## TEXT FOR ANALYSIS
The aim of the CRACK IT Challenges open innovation platform – to connect scientists from different backgrounds in order to solve scientific and business problems with a 3Rs theme – closely aligns with our mission at Edinburgh BioQuarter, to stimulate innovation in medical research by encouraging collaboration.
A joint venture between the University of Edinburgh, NHS Lothian and Scottish Enterprise, the BioQuarter combines the outstanding biomedical research from the University of Edinburgh and the clinical expertise of the NHS with commercial research companies to collaborate and accelerate the development of new drugs, diagnostic tools and medical devices to treat diseases. Creating new companies derived from Edinburgh’s research base in the process.
Encouraging our contacts to enter the CRACK IT Challenges has proved very beneficial. Being involved in the Challenges has enabled the BioQuarter to find new ways to do research, whilst also reducing the number of animals involved.
To date many researchers from Edinburgh BioQuarter have been successful with the Challenge and have received funding towards their work. Two of the very first CRACK IT Challenges have been tackled by participants from Edinburgh.
Set in 2011, the ‘Rodent Big Brother’ Challenge was to develop a way of measuring activity and temperature in research animals, which did not involve surgery, and allowed rodents to be housed in a group. Sponsored by AstraZeneca, the winning team has been led by Professor Douglas Armstrong from Actual Analytics - an Edinburgh SME, with colleagues from TSE Systems and Professor Judith Pratt of the University of Strathclyde. The product developed has real potential to improve animal welfare and is due to be taken to market later this year.

## WORK TASK
Please duplicate the stretch of the text on Edinburgh BioQuarter from "The aim of the" through "by encouraging collaboration." word for word. The rows that follow play no part in this work.

## INFORMATION
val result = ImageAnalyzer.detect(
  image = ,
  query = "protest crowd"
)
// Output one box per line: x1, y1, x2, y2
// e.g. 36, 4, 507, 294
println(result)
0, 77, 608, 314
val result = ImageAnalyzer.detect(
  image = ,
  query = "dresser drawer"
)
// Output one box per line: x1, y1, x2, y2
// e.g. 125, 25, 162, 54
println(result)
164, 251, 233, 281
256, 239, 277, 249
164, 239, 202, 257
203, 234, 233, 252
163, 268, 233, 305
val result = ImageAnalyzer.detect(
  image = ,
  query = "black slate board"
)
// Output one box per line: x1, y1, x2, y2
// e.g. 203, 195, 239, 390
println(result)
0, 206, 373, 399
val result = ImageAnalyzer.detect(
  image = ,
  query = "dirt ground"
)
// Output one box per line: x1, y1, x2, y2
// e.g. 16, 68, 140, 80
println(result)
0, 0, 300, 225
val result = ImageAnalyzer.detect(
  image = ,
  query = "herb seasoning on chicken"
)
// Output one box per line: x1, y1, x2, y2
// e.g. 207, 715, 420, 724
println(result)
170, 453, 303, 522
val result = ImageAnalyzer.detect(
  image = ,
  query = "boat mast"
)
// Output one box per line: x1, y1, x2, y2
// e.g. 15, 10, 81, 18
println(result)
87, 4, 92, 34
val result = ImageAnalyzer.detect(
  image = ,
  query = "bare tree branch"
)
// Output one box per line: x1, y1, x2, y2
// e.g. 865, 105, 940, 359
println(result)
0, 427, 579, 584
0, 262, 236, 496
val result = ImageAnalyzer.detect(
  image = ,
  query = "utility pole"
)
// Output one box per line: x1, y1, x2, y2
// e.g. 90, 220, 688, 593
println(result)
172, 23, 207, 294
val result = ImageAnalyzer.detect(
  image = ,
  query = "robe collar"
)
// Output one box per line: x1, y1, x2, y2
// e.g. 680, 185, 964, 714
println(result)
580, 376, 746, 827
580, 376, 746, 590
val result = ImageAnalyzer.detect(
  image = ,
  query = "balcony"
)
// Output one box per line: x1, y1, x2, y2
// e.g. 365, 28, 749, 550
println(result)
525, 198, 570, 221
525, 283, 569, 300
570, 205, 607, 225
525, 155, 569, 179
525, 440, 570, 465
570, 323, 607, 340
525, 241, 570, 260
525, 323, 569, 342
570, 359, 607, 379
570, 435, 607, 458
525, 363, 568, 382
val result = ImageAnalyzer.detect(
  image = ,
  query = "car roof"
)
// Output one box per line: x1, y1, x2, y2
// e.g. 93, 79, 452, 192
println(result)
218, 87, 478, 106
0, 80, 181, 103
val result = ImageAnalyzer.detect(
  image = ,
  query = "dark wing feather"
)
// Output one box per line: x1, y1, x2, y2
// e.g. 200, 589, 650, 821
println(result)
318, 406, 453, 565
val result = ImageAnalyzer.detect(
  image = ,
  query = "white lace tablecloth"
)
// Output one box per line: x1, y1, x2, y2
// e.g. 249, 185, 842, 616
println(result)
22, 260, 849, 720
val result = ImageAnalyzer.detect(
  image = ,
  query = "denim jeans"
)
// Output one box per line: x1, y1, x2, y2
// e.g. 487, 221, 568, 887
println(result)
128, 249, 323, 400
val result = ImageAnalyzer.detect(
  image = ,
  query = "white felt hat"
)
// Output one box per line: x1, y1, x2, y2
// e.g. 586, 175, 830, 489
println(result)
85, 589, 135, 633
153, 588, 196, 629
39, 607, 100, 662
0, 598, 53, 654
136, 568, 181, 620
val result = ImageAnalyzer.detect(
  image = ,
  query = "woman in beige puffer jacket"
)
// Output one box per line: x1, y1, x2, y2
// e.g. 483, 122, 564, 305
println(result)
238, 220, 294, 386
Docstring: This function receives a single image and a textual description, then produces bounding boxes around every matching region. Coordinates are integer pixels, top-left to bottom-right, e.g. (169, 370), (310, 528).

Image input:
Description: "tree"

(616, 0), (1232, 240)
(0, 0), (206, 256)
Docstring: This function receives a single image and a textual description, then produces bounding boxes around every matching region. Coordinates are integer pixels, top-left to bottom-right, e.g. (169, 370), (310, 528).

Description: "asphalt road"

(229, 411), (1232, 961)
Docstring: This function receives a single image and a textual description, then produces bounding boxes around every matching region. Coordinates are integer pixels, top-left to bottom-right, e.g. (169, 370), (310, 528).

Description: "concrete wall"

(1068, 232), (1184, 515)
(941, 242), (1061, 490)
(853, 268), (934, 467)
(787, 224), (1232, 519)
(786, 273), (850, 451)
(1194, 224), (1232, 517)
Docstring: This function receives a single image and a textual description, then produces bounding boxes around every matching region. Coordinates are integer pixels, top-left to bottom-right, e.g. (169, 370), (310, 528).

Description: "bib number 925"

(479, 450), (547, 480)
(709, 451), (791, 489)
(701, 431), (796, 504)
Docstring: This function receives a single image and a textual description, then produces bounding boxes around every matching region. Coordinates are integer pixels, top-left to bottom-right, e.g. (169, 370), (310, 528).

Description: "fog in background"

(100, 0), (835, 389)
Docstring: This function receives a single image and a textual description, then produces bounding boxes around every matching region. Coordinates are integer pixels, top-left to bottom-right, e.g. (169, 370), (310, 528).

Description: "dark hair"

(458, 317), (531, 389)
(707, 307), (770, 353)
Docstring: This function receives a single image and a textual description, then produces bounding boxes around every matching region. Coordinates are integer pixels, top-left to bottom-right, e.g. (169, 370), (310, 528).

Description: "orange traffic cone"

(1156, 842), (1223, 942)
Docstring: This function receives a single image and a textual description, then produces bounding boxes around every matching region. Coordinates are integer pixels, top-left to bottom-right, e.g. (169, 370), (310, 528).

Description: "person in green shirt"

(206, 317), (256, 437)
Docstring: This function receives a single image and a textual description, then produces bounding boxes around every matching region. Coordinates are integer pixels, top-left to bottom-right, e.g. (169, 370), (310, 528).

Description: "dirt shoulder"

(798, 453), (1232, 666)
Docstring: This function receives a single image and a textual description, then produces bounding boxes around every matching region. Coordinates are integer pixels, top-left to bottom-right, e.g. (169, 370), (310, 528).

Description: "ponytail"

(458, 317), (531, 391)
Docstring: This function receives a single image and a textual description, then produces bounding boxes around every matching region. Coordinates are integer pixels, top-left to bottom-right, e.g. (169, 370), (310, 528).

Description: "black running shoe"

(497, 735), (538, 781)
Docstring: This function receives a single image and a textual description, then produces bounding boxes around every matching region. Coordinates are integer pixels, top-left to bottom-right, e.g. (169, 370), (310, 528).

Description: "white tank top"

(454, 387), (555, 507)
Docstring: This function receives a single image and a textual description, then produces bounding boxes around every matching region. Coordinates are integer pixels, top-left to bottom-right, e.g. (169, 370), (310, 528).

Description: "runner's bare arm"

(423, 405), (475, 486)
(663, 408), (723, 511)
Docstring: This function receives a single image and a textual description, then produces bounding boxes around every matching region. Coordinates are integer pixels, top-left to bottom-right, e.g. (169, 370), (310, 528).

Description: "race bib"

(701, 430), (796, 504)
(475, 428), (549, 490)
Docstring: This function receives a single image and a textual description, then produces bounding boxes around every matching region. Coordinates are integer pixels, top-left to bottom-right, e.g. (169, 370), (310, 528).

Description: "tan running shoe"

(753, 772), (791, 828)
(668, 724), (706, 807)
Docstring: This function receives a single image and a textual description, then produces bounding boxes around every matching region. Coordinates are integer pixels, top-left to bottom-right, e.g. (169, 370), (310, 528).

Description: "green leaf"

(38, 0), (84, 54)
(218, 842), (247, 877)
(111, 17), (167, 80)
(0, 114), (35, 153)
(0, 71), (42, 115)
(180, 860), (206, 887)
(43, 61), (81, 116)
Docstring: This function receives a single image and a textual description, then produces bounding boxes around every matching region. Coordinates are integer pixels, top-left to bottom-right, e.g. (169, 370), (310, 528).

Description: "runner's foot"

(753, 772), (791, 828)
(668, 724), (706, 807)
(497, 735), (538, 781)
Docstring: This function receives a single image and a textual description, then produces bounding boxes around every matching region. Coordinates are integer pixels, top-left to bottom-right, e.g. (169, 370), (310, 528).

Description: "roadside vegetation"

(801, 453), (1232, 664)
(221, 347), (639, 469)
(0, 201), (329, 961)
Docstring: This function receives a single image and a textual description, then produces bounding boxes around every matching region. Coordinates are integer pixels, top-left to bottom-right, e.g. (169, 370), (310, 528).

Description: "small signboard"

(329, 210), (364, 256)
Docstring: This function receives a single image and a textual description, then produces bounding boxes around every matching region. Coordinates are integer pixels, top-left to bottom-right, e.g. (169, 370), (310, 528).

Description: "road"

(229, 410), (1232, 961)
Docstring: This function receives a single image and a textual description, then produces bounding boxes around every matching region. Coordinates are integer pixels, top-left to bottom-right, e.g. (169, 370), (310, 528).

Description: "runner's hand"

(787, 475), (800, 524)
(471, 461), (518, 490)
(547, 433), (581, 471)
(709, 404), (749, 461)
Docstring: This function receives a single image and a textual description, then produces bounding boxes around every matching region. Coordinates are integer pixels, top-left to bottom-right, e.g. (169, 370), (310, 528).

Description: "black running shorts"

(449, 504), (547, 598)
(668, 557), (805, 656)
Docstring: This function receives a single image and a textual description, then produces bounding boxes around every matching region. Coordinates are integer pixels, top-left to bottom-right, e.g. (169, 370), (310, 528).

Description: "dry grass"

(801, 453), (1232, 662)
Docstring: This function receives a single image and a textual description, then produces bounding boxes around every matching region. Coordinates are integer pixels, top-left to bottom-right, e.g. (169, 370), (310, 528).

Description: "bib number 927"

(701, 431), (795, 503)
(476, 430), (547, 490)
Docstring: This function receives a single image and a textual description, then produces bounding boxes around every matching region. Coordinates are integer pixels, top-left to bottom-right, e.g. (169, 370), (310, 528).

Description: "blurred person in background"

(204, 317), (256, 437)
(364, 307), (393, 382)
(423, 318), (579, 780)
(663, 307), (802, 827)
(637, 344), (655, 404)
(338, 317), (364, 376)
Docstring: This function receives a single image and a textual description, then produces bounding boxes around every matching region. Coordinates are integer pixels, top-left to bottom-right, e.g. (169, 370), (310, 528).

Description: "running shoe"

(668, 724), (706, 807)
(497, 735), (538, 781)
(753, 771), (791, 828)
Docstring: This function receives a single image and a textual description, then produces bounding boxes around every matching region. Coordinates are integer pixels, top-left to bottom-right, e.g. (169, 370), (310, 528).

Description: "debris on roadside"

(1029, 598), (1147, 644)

## ANSWER TO THIS EXERCISE
The aim of the CRACK IT Challenges open innovation platform – to connect scientists from different backgrounds in order to solve scientific and business problems with a 3Rs theme – closely aligns with our mission at Edinburgh BioQuarter, to stimulate innovation in medical research by encouraging collaboration.